На сцене преобразуют обстановку. Разбирают ящик с распиленной женщиной, уносят со стула спящую. Уносят длинные шесты. В это время звучит монолог одного из мужчин, из которого зритель узнает, что Бунин очень любил русскую провинцию. Меняют освещение, в центре сцены устанавливают прозрачный ящик с макетом декорации сада уездного города, о котором было в монологе. А может, это вообще все 3D-изображение? Размером порядка метра. В любом случае современные технологии продемонстрированы.
Артист читает большой текст Бунина. По тому, как он грамотно, но как-то равнодушно читает, возникает впечатление, что Бунин здесь не главное, а гораздо важнее режиссерские кунштюки. Так и есть!
Он вынимает из кармана маленькие фигурки и усаживает рх на скамейку в саду
на макете. Все-таки не 3D, понимает зритель. Или 3D?! Чтение еще длится, а макет
тем временем увозят в сторону.
Эпизод 4-й
Снова все сидят на стульях в ряд и курят. На гармони играют мелодии русских песен. Все шесты соединяют горизонтально в длинный поручень и держат его на коленях горизонтально. (Я поняла, кажется, многие режиссерские намеки, а вот эти палки меня интригуют! У Бунина, помнится, есть про пароход. Может, это какие-то поручни?)
Один из мужчин, странный (кокаинист, морфинист?), произносит длинный монолог на французском. Изредка внизу появляется перевод. Попадается слово эльзаска. Он тоже вынимает из-за пазухи куколку, ведет диалог с ней и остервенело душит ее. Гармонь без музыки “дышит”, раздвигая мехи.
Дальше у него в руках оказывается отпиленная нога самой первой женщины. Потом кружевной зонтик, потом отдельные предметы женского белья. Он пускает их по рукам сидящих, те их с интересом рассматривают. Ногу он бережно кладет на землю. Сзади из темноты достает и кладет рядом вторую. Все мужчины встают и окружают его, смотря на эти ноги.
Эпизод 5-й
Распиленная женщина восстает из ящика. Она без ног, с опорными колодками
в руках, как у инвалидов, в белом платье и шляпе с полями. Перебирается в центр сцены. Закуривает. Монолог с сильным акцентом (грассирует). Перед ней ставят нотный пюпитр, и она на нем раскладывает фотографии, как мы понимаем, из ее прошлой жизни. Она их комментирует (снова Бунин). Придвигается к отрезанным ногам (ведь это ее ноги!), надевает на них чулки.
Мужчины на стульях начинают есть пирожные. Потом быстро вытирают руки. Все это под монолог женщины о том, как ее бросил любовник. Один из мужчин подходит
к ней, заслоняет, и происходит череда фокусов.

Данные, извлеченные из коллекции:
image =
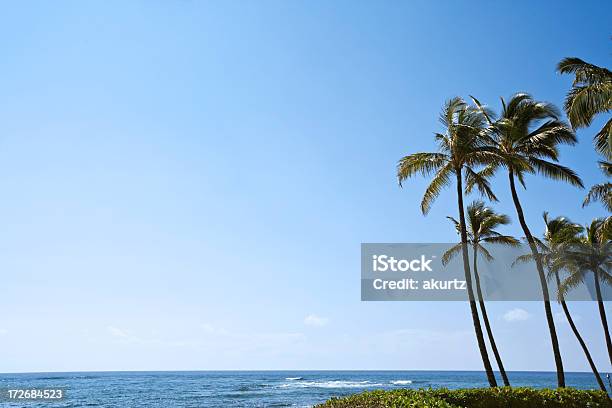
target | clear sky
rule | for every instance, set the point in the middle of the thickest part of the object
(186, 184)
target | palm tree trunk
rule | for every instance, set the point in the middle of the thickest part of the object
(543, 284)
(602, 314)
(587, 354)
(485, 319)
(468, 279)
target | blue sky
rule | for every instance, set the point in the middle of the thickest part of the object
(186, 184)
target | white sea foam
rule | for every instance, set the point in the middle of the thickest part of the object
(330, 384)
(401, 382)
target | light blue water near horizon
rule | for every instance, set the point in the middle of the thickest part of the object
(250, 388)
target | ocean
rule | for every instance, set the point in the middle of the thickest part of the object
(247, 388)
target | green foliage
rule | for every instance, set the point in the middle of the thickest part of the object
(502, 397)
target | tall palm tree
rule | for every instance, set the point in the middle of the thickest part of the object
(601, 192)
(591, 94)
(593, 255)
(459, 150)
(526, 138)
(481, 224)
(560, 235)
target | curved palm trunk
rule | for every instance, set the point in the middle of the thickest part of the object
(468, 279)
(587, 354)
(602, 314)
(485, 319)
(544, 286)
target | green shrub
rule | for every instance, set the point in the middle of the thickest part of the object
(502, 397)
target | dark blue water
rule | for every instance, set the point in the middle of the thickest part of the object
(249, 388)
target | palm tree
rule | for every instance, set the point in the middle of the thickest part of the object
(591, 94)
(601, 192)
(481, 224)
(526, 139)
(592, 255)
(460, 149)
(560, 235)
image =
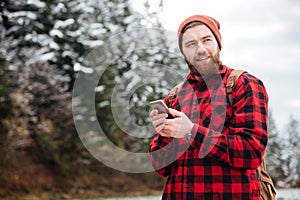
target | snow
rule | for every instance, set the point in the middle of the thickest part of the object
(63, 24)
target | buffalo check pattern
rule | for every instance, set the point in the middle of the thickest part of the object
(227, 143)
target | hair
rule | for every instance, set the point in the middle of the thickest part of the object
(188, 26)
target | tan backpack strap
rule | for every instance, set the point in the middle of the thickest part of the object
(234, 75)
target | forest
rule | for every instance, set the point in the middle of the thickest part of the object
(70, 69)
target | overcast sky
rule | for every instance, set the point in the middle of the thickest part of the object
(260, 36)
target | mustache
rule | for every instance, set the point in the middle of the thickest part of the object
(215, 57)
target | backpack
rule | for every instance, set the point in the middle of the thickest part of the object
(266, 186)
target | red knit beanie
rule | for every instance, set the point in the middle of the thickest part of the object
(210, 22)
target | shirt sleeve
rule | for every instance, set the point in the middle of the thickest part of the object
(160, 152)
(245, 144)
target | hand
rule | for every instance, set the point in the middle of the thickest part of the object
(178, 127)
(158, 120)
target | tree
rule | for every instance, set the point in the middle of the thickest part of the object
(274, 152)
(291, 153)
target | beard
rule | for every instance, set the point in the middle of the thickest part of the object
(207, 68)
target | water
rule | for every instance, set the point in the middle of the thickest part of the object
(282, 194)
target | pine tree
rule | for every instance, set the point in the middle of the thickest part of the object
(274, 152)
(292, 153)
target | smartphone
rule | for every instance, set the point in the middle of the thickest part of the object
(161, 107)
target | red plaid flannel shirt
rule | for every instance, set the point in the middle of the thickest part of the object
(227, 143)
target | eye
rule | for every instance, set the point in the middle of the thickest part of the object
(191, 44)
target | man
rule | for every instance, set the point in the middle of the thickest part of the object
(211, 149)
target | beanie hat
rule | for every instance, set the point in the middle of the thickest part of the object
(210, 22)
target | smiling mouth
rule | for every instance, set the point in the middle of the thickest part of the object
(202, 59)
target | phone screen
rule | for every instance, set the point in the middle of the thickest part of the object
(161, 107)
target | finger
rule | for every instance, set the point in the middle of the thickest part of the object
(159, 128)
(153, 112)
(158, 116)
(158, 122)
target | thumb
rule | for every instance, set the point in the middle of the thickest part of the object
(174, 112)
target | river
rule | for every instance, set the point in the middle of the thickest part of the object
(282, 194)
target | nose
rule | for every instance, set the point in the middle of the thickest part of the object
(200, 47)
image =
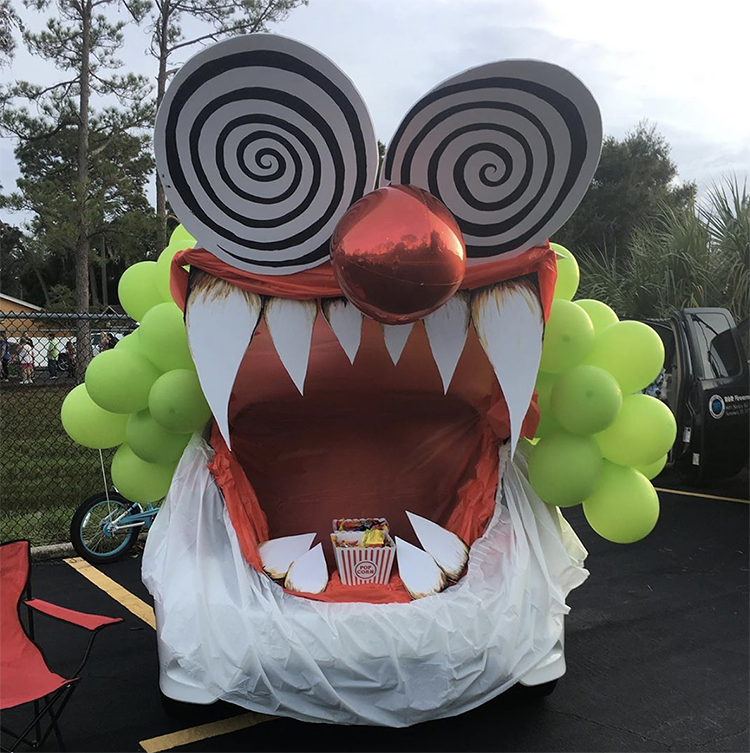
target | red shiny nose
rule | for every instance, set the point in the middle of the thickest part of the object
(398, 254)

* * *

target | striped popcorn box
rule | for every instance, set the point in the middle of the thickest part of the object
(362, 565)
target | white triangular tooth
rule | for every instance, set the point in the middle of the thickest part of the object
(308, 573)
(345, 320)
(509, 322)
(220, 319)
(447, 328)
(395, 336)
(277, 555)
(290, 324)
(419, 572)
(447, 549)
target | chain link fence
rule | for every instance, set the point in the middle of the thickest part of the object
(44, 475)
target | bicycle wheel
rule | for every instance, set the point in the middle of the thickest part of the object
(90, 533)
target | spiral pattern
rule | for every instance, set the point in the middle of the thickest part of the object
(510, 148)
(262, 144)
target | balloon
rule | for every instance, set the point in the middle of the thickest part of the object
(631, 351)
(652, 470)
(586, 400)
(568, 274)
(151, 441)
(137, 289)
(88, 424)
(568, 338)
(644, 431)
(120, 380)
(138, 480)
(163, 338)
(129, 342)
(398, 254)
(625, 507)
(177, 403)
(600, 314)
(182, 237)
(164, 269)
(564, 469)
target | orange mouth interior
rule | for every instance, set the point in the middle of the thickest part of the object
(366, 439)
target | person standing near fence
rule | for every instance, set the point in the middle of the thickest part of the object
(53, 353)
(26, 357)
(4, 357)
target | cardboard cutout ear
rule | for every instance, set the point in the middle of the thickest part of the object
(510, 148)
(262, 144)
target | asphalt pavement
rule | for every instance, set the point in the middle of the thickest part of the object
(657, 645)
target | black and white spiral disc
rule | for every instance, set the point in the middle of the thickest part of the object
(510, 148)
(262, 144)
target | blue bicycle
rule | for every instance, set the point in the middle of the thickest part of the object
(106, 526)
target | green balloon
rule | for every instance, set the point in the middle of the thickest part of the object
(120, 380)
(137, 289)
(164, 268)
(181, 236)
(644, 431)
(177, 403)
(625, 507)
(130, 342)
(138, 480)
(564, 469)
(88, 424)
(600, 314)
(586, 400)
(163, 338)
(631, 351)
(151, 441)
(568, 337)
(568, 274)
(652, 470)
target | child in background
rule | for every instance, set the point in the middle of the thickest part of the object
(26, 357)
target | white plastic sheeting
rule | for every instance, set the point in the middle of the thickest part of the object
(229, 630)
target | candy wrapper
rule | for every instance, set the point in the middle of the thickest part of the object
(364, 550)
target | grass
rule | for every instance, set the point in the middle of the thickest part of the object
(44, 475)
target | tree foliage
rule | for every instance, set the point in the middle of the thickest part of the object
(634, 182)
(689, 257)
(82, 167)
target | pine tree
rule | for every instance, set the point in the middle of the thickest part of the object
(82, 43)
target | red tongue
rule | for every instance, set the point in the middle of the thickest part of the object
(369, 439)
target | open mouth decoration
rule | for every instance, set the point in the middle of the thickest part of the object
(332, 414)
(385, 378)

...

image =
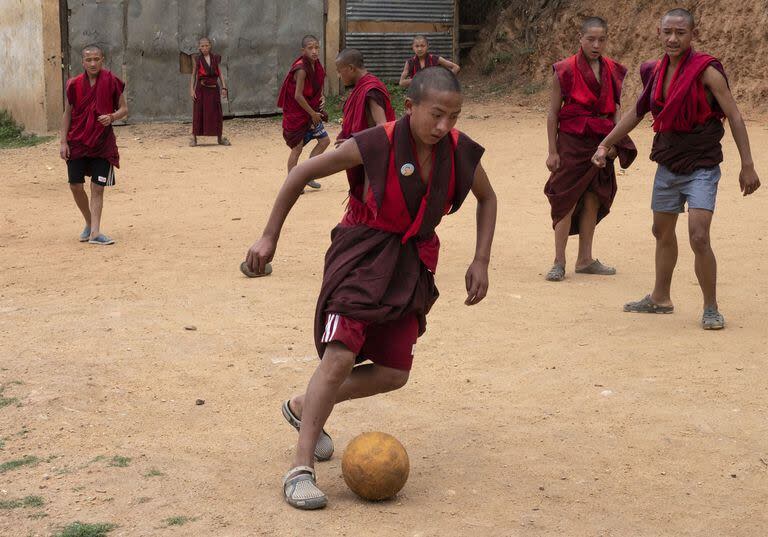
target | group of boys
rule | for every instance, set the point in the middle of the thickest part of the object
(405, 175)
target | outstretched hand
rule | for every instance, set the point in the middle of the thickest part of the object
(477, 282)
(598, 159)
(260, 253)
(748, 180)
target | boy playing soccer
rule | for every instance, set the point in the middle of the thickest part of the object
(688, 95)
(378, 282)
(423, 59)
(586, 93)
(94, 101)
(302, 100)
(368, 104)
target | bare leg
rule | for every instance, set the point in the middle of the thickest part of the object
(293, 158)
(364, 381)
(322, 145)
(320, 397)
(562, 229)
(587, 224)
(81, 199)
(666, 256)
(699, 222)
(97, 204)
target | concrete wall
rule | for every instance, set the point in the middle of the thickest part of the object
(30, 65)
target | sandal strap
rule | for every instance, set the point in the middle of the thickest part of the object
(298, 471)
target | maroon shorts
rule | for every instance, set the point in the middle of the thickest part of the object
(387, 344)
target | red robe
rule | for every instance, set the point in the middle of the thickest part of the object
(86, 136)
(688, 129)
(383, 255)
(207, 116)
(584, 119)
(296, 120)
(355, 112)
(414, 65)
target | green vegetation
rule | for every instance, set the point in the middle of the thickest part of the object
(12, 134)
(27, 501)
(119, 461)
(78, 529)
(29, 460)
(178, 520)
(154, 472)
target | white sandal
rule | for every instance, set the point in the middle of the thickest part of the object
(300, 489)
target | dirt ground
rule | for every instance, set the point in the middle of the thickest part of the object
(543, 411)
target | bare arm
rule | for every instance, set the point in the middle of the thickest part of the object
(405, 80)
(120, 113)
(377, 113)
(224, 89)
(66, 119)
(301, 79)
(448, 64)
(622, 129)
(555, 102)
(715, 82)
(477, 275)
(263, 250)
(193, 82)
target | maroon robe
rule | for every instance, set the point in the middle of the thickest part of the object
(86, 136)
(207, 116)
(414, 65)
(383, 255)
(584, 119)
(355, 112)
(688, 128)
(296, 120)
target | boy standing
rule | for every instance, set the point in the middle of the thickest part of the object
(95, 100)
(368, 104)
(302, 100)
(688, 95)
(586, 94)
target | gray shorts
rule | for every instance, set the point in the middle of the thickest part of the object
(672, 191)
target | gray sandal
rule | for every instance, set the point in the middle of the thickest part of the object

Задание A
Какие строки записей содержат слово «strap»? Выпишите каждую из них полностью.
Задание B
Продолжите отрывок о спектакле по Бунину, начав сразу после его последнего предложения.
Отрывок о спектакле по Бунину и записи друг от друга не зависят.

Результат упражнения A
target | tan backpack strap
target | sandal strap

Результат упражнения B
Сначала заслоненная им женщина молниеносно оказывается в черном, без шляпы
и с целыми ногами! Внезапно — танго “Очи черные”. Они танцуют весьма темпераментно. Щелк! Она уже в коротком платье. Щелк! Платье становится снова длинным, и танго уже — “Утомленное солнце…”. Далее он закрывает ее белым плащом и танцует. Щелк — и под плащом никого нет, а только изображение. Некоторое время он танцует один, прижимая к себе плащ.
Эпизод 6-й
Гармонист играет соло “Утомленное солнце…”. Мужчины — сидят. Сбоку прохожие бросают гармонисту монеты.
Тем временем оказывается, что женщина, теперь уже в черном, опять лежит в своем привычном ящике.
Из вертикального ящика, разрисованного цветочками, выходит Катя с косами и белым воротничком. Свидание на стуле с одним из мужчин (она садится к нему на колени) под чтение текста из Бунина. На некоторое время они закрыты какой-то одеждой, а когда их становится видно, то она курит, сидя у него на коленях.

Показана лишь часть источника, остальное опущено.